■ WHAT IS EXPECTED ■
If a line in the data below contains "blue", copy it.

■ ENTRIES SHOWN ■
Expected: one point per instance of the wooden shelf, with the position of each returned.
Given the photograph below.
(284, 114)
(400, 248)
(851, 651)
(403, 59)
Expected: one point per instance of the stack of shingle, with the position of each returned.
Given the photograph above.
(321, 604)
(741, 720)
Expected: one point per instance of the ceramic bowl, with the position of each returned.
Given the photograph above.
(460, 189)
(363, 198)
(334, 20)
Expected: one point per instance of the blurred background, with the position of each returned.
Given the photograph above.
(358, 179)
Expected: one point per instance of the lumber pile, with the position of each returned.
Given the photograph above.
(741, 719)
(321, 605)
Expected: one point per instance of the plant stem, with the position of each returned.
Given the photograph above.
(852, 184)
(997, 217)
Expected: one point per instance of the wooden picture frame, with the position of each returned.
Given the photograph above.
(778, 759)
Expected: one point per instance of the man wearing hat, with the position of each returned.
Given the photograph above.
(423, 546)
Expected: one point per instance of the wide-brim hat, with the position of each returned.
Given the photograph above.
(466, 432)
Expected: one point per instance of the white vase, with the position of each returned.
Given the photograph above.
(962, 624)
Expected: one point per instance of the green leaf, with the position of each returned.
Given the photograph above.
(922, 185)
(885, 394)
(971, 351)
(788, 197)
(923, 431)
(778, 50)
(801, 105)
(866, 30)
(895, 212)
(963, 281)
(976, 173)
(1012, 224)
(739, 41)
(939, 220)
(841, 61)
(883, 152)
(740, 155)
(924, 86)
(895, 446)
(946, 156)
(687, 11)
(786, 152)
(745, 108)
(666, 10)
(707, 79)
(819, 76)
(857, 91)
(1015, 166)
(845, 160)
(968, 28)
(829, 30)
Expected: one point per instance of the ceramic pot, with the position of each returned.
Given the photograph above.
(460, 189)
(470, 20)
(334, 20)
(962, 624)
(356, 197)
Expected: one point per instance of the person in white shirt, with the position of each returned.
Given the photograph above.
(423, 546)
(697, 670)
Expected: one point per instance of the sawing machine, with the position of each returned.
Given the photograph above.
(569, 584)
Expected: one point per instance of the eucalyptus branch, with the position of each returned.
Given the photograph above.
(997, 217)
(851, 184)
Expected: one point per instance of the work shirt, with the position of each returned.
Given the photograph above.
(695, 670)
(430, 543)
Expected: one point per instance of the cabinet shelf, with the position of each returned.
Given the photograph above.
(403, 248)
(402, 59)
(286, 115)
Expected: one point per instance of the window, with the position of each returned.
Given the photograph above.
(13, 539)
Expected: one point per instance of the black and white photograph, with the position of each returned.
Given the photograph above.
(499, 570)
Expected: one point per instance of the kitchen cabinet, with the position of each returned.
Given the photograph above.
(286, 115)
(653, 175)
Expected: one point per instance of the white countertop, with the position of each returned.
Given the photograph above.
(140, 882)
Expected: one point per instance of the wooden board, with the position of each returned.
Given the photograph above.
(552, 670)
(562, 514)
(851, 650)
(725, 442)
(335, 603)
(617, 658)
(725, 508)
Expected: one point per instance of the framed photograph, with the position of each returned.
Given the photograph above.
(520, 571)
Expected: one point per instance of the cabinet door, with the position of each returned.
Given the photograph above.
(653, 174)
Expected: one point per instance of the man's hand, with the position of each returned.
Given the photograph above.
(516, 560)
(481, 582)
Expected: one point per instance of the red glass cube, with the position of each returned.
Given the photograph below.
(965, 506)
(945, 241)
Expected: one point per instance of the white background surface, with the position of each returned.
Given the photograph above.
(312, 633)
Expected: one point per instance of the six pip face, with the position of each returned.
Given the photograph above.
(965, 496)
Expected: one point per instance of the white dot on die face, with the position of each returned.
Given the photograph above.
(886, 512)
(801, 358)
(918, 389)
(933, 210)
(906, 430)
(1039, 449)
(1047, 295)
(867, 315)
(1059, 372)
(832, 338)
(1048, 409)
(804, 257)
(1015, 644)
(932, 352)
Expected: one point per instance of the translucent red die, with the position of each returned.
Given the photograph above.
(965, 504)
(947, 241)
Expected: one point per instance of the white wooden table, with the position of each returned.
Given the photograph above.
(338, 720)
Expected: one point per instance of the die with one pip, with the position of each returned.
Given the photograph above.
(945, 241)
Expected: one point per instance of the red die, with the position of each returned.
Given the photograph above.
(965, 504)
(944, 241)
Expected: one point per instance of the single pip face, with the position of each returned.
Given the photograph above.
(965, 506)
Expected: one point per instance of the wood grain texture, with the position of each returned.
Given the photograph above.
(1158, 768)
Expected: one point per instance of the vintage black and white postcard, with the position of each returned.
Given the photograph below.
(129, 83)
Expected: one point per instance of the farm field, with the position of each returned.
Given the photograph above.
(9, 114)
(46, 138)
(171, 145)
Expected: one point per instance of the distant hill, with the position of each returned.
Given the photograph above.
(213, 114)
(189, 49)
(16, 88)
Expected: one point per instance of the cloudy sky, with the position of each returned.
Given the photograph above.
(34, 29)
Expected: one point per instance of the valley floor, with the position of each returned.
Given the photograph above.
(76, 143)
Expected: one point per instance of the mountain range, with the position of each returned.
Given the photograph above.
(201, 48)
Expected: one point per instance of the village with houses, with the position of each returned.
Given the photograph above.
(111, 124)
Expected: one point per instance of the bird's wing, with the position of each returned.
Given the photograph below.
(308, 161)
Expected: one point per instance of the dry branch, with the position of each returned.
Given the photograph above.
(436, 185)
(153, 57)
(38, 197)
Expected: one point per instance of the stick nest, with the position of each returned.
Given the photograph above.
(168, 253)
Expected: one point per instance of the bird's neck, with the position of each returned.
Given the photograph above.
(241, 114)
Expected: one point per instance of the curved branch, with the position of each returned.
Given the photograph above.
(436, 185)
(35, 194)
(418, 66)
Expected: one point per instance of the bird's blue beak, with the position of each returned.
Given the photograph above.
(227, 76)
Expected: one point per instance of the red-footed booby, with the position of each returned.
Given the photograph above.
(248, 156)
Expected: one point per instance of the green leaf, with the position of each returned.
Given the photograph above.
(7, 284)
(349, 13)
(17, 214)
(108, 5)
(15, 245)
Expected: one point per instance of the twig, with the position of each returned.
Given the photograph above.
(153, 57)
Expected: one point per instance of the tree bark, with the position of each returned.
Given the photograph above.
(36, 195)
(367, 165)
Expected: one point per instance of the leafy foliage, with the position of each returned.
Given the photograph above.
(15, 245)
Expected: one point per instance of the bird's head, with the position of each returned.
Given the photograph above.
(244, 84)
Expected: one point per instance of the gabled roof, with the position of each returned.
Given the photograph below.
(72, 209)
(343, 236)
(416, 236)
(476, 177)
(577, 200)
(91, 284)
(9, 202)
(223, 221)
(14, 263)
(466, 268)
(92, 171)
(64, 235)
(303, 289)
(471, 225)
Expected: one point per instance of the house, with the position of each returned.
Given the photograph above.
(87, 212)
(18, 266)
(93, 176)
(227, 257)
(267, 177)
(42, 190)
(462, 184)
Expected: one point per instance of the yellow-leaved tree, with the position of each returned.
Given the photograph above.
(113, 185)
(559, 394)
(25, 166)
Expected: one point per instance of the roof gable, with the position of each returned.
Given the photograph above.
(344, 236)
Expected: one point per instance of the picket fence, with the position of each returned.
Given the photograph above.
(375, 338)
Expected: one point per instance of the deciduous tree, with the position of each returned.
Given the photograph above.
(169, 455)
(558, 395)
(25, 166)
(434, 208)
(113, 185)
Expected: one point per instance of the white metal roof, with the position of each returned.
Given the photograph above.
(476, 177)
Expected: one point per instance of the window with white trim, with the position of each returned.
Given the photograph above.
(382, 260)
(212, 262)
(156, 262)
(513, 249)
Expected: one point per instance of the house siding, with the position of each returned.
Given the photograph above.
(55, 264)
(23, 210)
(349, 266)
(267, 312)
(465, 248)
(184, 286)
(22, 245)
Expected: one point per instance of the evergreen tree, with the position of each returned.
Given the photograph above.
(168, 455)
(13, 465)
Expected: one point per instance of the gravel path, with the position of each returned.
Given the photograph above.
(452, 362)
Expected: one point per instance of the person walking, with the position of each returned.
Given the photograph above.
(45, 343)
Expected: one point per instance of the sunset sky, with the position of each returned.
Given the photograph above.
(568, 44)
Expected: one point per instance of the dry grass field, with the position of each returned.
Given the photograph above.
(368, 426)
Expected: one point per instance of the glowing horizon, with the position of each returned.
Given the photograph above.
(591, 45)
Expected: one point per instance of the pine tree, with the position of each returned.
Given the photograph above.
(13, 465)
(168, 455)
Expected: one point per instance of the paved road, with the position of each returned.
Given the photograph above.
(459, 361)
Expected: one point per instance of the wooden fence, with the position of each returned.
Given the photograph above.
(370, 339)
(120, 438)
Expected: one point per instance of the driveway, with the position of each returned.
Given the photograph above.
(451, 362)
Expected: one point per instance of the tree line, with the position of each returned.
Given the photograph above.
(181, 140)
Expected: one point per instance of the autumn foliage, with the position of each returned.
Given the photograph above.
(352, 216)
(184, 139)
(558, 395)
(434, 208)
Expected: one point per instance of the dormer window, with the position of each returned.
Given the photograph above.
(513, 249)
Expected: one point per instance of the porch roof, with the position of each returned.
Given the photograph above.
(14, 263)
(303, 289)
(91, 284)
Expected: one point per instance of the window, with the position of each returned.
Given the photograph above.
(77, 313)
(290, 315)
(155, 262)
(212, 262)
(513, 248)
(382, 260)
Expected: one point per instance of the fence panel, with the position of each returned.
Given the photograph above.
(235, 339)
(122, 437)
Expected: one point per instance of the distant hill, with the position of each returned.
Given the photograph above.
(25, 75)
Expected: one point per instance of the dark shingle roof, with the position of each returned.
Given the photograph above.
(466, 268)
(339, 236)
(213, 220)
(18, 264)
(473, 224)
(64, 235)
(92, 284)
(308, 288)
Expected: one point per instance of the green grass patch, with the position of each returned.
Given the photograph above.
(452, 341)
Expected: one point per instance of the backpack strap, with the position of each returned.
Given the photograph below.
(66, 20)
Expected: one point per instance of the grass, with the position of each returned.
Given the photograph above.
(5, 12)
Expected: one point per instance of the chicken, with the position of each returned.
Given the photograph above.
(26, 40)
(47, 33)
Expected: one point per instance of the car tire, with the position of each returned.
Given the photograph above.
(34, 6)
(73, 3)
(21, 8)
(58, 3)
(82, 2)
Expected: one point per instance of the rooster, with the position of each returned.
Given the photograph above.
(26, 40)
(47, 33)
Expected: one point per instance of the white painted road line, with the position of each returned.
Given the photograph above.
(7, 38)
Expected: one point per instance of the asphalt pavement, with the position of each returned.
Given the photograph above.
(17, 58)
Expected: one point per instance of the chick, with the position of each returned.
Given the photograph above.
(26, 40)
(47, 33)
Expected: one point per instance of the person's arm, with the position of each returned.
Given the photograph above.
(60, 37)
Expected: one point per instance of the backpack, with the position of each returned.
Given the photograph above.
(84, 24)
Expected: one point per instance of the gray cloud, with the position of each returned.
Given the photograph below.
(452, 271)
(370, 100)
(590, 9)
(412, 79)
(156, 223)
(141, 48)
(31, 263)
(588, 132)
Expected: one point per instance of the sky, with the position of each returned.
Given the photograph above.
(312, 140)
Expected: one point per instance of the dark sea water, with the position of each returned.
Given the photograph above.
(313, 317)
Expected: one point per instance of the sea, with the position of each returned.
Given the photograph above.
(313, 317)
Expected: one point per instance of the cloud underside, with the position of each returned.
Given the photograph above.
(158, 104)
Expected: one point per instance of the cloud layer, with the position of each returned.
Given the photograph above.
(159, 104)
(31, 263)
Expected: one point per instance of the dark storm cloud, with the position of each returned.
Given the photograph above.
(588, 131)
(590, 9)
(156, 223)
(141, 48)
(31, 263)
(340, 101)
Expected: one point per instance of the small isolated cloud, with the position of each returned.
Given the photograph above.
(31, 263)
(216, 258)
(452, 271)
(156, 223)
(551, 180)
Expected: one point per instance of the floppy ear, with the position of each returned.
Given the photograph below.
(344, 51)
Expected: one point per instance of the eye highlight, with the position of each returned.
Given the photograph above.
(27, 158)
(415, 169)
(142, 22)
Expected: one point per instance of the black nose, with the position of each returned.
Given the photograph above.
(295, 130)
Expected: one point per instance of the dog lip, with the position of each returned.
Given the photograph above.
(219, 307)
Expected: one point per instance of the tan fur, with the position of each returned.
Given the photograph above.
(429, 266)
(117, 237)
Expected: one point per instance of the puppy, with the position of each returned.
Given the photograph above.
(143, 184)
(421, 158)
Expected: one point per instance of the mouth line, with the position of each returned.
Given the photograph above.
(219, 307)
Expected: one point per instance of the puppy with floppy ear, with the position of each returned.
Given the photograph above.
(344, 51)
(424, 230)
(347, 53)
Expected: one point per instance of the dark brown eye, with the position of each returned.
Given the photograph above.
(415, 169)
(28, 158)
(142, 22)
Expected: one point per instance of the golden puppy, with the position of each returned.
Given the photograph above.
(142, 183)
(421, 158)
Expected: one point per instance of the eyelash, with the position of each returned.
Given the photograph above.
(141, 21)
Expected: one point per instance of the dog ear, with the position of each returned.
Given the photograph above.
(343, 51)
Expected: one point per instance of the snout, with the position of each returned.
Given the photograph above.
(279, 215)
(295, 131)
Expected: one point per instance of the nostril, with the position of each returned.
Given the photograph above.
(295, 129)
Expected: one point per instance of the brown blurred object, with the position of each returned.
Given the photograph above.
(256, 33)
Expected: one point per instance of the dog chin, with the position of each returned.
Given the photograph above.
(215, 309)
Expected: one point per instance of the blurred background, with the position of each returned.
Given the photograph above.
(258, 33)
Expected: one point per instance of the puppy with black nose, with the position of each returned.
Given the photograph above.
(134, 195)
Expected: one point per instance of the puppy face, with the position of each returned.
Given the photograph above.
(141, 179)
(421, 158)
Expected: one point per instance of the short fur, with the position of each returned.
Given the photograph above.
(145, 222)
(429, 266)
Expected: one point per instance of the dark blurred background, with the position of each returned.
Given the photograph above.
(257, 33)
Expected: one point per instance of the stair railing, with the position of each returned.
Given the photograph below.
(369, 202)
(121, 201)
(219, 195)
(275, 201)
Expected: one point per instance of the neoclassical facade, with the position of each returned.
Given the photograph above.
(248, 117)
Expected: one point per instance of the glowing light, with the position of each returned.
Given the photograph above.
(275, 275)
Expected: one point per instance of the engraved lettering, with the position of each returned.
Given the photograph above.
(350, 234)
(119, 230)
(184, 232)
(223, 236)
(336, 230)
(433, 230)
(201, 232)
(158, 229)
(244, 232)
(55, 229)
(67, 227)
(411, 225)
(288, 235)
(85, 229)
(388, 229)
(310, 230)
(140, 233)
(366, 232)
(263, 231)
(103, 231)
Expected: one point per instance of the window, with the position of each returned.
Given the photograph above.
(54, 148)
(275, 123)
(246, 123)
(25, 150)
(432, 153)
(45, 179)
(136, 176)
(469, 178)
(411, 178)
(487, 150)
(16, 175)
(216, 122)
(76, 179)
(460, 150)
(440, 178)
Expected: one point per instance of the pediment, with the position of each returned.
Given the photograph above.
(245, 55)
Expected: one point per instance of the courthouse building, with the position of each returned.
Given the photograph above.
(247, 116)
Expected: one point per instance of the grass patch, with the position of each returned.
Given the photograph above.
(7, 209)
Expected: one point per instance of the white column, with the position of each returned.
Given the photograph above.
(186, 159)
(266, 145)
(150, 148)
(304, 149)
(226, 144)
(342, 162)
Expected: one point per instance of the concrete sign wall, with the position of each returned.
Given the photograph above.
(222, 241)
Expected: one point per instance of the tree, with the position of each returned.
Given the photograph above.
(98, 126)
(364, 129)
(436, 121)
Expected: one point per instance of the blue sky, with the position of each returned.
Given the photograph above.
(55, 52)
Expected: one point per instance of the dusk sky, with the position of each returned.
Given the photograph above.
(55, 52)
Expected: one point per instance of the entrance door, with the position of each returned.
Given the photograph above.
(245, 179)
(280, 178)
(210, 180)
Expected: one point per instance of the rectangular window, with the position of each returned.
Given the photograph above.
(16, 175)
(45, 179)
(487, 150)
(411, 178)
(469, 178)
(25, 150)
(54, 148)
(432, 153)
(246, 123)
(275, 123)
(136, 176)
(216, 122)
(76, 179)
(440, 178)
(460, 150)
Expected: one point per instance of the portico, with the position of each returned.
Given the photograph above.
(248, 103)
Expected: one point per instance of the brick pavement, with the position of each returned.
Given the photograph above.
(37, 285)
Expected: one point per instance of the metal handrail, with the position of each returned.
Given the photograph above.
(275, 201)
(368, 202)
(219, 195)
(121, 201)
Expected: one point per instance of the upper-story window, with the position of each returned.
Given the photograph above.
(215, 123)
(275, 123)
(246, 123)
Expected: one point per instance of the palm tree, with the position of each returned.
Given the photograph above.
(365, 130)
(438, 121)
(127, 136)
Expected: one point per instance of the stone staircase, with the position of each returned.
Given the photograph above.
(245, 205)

■ EXERCISE RESULT ■
Expected: one point per instance of the bird's blue beak, with the position of each returned.
Expected: one point per instance of the blue sky, with the position of each returned.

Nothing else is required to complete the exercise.